→ **WHAT YOU ARE ASKED TO DO**
Report each line of the data below that contains the string "vinyl". Matching is case-sensitive.

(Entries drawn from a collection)

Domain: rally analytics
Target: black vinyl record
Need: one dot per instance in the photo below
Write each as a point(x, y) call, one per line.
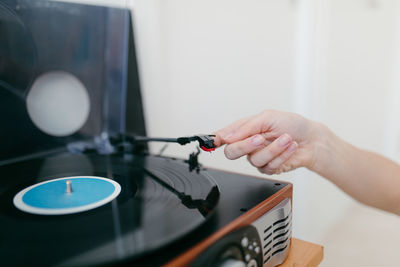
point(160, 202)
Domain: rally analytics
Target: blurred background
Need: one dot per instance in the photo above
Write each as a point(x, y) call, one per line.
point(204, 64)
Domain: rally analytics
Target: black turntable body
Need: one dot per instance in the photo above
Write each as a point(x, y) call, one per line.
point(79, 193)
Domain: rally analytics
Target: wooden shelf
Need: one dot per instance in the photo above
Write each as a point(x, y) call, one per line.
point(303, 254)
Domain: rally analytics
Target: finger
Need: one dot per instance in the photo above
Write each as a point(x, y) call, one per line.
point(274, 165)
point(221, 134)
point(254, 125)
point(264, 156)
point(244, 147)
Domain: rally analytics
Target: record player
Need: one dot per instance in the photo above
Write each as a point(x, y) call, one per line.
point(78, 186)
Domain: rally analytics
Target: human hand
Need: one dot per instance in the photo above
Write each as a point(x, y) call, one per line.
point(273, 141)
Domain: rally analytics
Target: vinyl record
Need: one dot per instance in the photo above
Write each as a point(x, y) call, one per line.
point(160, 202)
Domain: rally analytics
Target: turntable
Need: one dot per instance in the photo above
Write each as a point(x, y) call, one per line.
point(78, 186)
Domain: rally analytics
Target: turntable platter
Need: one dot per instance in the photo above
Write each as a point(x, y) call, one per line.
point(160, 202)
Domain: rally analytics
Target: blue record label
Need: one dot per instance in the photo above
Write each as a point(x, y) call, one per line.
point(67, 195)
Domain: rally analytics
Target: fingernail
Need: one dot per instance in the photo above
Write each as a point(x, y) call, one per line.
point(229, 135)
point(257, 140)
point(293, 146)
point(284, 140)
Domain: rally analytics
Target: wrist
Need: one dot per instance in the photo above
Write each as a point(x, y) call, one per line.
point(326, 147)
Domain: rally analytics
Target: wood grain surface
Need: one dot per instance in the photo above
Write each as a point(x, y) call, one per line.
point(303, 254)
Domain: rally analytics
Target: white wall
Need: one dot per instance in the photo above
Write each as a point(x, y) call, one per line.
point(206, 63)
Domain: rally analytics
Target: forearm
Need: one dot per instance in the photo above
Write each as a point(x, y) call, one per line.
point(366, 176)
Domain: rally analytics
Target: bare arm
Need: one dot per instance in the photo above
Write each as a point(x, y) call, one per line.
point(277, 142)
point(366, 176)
--
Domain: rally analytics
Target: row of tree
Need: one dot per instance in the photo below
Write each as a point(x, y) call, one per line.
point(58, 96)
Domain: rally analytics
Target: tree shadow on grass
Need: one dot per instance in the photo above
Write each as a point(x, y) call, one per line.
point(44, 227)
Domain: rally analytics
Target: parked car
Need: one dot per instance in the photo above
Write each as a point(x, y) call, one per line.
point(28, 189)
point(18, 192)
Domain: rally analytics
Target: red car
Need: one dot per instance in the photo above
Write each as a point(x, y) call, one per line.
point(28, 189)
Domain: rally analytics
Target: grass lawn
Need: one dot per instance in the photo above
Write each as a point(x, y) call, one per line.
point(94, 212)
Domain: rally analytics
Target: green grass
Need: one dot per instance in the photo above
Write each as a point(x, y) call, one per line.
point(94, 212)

→ **EXERCISE ANSWER**
Target: black vinyl record
Target: vinyl record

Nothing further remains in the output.